== Excerpted text
I have recently visited the Yucatan Peninsula in Mexico, a place where one can find many traces of the Mayan civilization once established there. There are still many sites where you can admire what is left from their buildings and villages. Our family has visited Chichen-Itza, a big area well known for its beautiful Mayan ruins. We have also been to Coba, another large area, which contains the tallest pyramid in the Yucatan. The view from up there is astonishing – you see tree canopies in every direction you look! The Mayan probably felt like gods up there; who wouldn’t? There is also Tulum, with its smaller area, but equally nice ruins. Plus they are right next to those pristine waters! There are also cenotes – deep natural wells or sinkholes – one could visit; many of them. Such inspiring sites, all in the same place!
But this time I decided I wanted a bigger connection with some Mayan traditions, so I headed to a Temazcal (literally, house of heat) or a steam lodge. “In ancient Mesoamerica it was used as part of a curative ceremony thought to purify the body after exertion such as after a battle or a ceremonial ball game. It was also used for healing the sick, improving health, and for women to give birth.” You can find a few details on this website about the place I went to (called Xkan-ha): http://www.temazcalcozumel.com/temazcal.html
As you can tell from this picture I took, it is a little house made with the purpose of sweating! If you know me, you know that just the word sweat is very appealing to me. I was happy to try it. Once inside, the hole on top (Mother Earth’s belly button!) is covered and also the entrance, so the steam won’t escape. Hot stones are brought and put in the center and herbal tea is thrown little by little on top of it to create smoke with the bonus of a wonderful smell (the tea was made with rosemary, lemongrass, orange leaves, and so much more!). Heat increases slowly, but it was never unbearable.
====
== Given information
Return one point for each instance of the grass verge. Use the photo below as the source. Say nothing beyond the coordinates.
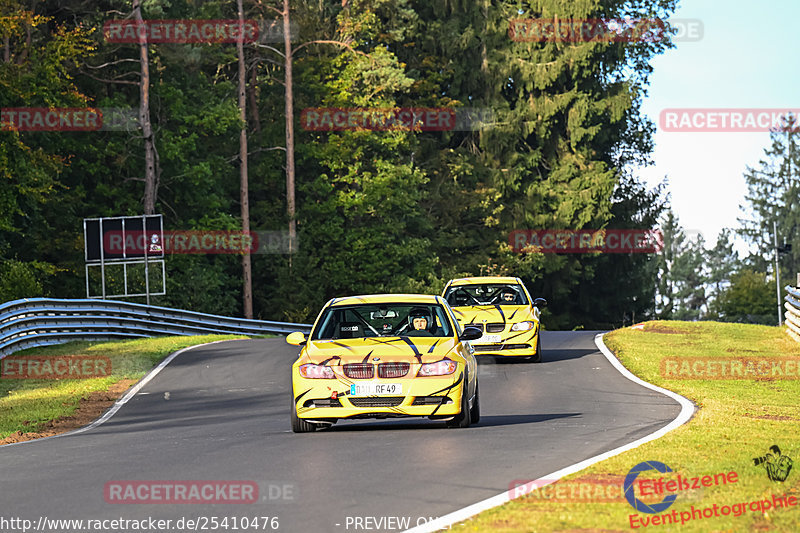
====
-- Work to complete --
1. Using the Yucatan travel account, answer each question:
(a) Which site contains the tallest pyramid in the Yucatan?
(b) What does the word Temazcal literally mean?
(c) What is the hole on top of the lodge playfully called?
2. Carry the Yucatan travel account forward from its last sentence, keeping the same voice.
The data can be left aside here.

-- The results --
1.
(a) Coba
(b) House of heat
(c) Mother Earth's belly button

2.
Our guide Petrus instructed us to close our eyes (it was pitch black inside it anyways to try to see anything!) and listen to his words through the four stages we would focus on, according to the four cardinal points (North, East, South, and West), as calls the Mayan tradition. These four stages were mentioned by him, dividing the story of our lives in four different age groups, helping us retell ourselves our own life stories – from childhood to old age. And even though participants were not all the same age, we got involved with every stage, filling it up with memories, expectations, and dreams. It got hotter as we advanced through the four phases, and each one of them had an activity associated with it, plus time for self-inquiry. One of the stages had us, for instance, singing and playing instruments inside that little hut.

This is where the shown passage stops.